Region annotation entries
━━━━━━━━
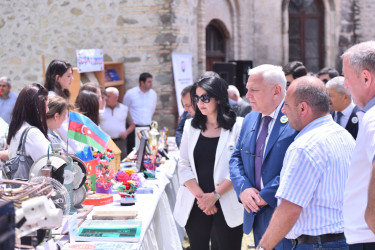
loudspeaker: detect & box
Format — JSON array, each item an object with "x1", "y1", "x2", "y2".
[
  {"x1": 212, "y1": 62, "x2": 236, "y2": 85},
  {"x1": 229, "y1": 60, "x2": 253, "y2": 96}
]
━━━━━━━━
TASK DETAILS: Copy every one of the records above word for word, leaving the pictures out of your reply.

FULL OUTPUT:
loudspeaker: detect & box
Format — JSON array, each item an object with "x1", "y1", "x2", "y2".
[
  {"x1": 212, "y1": 62, "x2": 236, "y2": 85},
  {"x1": 229, "y1": 60, "x2": 253, "y2": 96}
]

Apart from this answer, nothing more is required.